#### Consigne:
Retapez à l'identique le passage de l'article sur Paul Grüninger qui s'ouvre sur les mots « En Suisse, on » et se termine par « la police saint-galloise. ».

#### Extrait du document:
##########

« Paul Grüninger, le Juste » : un flic exemplaire
« Paul Grüninger, le Juste » : un flic exemplaire
Par Alain Constant
Un film hommage à un officier de police suisse, dont l’action a permis de sauver des milliers de juifs pendant la guerre.
En Suisse, on aime parfois prendre son temps. Il aura fallu attendre quarante-deux ans après le décès de Paul Grüninger (1891-1972) pour que la police cantonale de Saint-Gall, ville située près de la frontière autrichienne, fasse poser, en août 2014, une plaque commémorative à l’entrée de son siège en l’honneur de l’ancien commandant de la police saint-galloise.
Son fait d’armes ? Paul Grüninger a permis à environ 3 600 juifs fuyant la barbarie nazie de pénétrer et de rester sur le territoire suisse, en dépit de l’hostilité d’une partie des autorités helvétiques de l’époque et de la fermeture effective des frontières du pays le 18 août 1938. Condamné pour abus de pouvoir et faux en écritures en 1940, ce fonctionnaire, qui mourut dans la pauvreté, ne fut réhabilité politiquement dans son pays qu’en 1996 alors que, peu avant sa mort, il avait reçu le titre de Juste parmi les nations.

##########

#### Données sources:
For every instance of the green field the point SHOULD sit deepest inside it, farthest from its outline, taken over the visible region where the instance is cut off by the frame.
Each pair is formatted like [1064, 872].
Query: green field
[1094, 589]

##########

#### Résultat:
En Suisse, on aime parfois prendre son temps. Il aura fallu attendre quarante-deux ans après le décès de Paul Grüninger (1891-1972) pour que la police cantonale de Saint-Gall, ville située près de la frontière autrichienne, fasse poser, en août 2014, une plaque commémorative à l’entrée de son siège en l’honneur de l’ancien commandant de la police saint-galloise.